> Your goal
Give again, word for word, each line below starting at the one that contains "Query: hardwood floor" and ending at the one that contains "Query: upholstered chair".

┌─ Study material

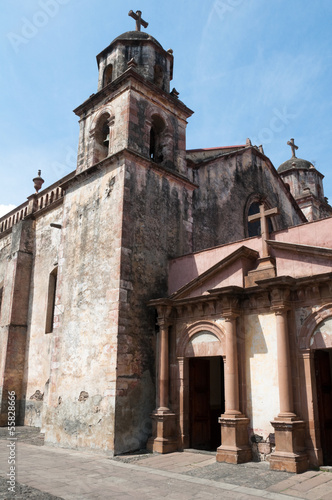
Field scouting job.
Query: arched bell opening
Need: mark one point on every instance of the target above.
(102, 138)
(158, 76)
(157, 139)
(108, 75)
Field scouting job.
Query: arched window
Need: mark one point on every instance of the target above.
(102, 138)
(51, 300)
(254, 228)
(156, 139)
(108, 75)
(158, 75)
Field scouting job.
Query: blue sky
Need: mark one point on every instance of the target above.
(248, 68)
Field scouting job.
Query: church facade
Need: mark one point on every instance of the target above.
(169, 298)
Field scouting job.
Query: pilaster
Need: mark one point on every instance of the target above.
(164, 432)
(14, 316)
(234, 425)
(289, 454)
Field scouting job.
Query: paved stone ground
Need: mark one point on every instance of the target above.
(46, 473)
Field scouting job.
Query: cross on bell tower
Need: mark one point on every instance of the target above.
(138, 18)
(292, 145)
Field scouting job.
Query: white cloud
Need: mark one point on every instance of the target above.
(5, 209)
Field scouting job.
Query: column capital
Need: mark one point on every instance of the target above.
(230, 315)
(280, 309)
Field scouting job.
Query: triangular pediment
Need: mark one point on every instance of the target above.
(229, 271)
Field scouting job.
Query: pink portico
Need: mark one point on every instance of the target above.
(245, 349)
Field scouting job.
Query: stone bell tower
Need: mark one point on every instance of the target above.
(133, 107)
(126, 212)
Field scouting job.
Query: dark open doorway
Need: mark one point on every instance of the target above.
(323, 369)
(207, 401)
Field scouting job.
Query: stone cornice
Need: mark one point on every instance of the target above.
(240, 253)
(302, 249)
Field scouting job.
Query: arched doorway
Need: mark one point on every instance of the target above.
(206, 401)
(202, 393)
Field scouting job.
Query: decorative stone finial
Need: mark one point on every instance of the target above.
(292, 145)
(138, 18)
(38, 182)
(175, 93)
(132, 63)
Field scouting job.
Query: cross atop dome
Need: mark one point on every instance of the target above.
(138, 18)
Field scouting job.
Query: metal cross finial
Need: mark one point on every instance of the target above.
(138, 18)
(292, 145)
(262, 216)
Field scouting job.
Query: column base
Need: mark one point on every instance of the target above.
(234, 447)
(290, 453)
(164, 437)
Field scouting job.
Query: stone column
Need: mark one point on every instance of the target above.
(289, 429)
(284, 367)
(231, 368)
(234, 425)
(164, 434)
(14, 318)
(163, 381)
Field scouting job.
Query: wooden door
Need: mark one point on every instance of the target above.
(324, 396)
(199, 397)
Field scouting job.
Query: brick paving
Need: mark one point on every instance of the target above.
(48, 473)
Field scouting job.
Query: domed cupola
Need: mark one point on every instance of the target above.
(305, 183)
(145, 53)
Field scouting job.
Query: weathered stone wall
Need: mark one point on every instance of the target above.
(5, 247)
(38, 351)
(156, 227)
(225, 188)
(81, 400)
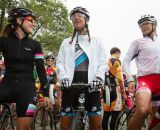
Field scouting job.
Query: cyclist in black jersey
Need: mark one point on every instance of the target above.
(20, 54)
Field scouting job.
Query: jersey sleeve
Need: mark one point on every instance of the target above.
(39, 63)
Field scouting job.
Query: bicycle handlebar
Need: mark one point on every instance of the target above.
(80, 85)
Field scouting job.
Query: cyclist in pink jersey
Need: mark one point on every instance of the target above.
(146, 53)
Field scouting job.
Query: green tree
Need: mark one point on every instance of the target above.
(53, 24)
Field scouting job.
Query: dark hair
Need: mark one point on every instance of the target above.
(114, 50)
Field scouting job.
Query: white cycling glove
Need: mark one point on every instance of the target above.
(96, 84)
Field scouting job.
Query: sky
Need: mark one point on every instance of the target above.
(115, 21)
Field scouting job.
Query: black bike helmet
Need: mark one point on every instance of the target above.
(19, 12)
(80, 10)
(148, 18)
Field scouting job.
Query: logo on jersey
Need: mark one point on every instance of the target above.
(27, 49)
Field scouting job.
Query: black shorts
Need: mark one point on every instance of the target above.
(18, 92)
(70, 102)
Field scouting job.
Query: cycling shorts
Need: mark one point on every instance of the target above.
(149, 83)
(17, 92)
(70, 102)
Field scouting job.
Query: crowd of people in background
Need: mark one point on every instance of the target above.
(81, 58)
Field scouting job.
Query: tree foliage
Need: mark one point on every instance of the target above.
(53, 24)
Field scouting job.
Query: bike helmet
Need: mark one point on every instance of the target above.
(80, 10)
(19, 12)
(148, 18)
(50, 56)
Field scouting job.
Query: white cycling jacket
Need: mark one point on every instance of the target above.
(95, 52)
(147, 59)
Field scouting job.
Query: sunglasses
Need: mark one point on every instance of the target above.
(30, 19)
(50, 60)
(79, 15)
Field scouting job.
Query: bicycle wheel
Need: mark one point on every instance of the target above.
(43, 119)
(123, 118)
(8, 118)
(79, 121)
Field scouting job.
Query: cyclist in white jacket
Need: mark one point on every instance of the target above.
(146, 52)
(81, 58)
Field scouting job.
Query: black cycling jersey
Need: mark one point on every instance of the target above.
(20, 56)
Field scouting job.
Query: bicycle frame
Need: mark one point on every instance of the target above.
(6, 114)
(80, 118)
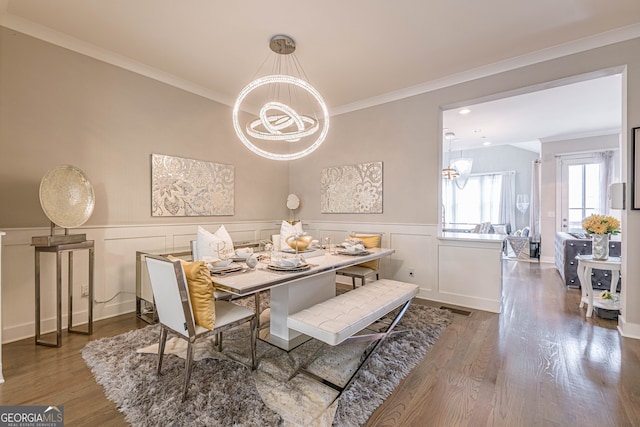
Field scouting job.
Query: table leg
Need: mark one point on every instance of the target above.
(589, 287)
(615, 277)
(583, 289)
(292, 297)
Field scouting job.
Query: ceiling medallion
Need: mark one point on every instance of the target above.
(292, 119)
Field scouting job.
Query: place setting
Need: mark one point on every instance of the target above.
(288, 264)
(352, 247)
(233, 264)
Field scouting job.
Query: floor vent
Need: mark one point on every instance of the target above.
(456, 311)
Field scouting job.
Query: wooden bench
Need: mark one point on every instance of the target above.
(341, 319)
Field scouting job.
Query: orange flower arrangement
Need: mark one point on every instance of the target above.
(601, 224)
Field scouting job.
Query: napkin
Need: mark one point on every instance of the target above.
(244, 252)
(288, 262)
(216, 263)
(355, 248)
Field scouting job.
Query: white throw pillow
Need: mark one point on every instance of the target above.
(287, 230)
(209, 243)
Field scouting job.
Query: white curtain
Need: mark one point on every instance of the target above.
(534, 207)
(605, 159)
(507, 208)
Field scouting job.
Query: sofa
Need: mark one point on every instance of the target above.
(567, 246)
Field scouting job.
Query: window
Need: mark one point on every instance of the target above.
(478, 202)
(584, 179)
(584, 193)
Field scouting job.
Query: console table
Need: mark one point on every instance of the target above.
(585, 264)
(59, 249)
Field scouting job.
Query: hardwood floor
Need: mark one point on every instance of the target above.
(539, 363)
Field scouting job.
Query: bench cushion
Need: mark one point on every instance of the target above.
(336, 319)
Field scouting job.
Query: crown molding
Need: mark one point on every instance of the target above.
(576, 46)
(57, 38)
(60, 39)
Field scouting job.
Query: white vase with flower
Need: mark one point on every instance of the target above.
(600, 227)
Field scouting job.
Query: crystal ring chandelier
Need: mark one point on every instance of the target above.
(292, 119)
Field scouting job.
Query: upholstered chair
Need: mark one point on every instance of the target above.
(175, 311)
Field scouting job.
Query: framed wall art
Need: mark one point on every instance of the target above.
(352, 188)
(187, 187)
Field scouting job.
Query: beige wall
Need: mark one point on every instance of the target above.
(57, 106)
(405, 135)
(60, 107)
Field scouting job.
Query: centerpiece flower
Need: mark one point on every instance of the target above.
(600, 227)
(601, 224)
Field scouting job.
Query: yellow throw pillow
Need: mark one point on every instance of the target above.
(200, 292)
(369, 241)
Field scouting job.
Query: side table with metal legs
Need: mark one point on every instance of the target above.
(59, 250)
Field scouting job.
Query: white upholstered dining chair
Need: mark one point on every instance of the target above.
(223, 295)
(365, 269)
(174, 308)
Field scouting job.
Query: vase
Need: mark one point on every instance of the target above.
(600, 247)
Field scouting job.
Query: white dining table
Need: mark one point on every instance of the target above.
(291, 292)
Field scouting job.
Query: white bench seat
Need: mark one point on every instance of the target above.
(338, 318)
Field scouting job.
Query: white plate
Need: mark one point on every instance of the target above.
(300, 267)
(228, 269)
(359, 253)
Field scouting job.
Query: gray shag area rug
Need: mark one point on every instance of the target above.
(224, 392)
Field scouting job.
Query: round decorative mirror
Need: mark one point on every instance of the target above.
(293, 201)
(66, 196)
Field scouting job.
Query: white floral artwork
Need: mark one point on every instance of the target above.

└─

> Your response
Query: hardwood floor
Need: mark one point on every instance of the target above.
(539, 363)
Field scouting job.
Query: bench cushion
Need: mark one point on every instance of the target above.
(336, 319)
Field scouting job.
Query: crown molding
Need: mark one point on every instance of the target above.
(576, 46)
(57, 38)
(60, 39)
Field scouting job.
Query: white vase with flower
Need: mark one point on every instance of the target above.
(600, 227)
Field scouting job.
Query: crystal ring chandelier
Need: mark one point on every instance of the target above.
(292, 119)
Field scouting job.
Query: upholstered chair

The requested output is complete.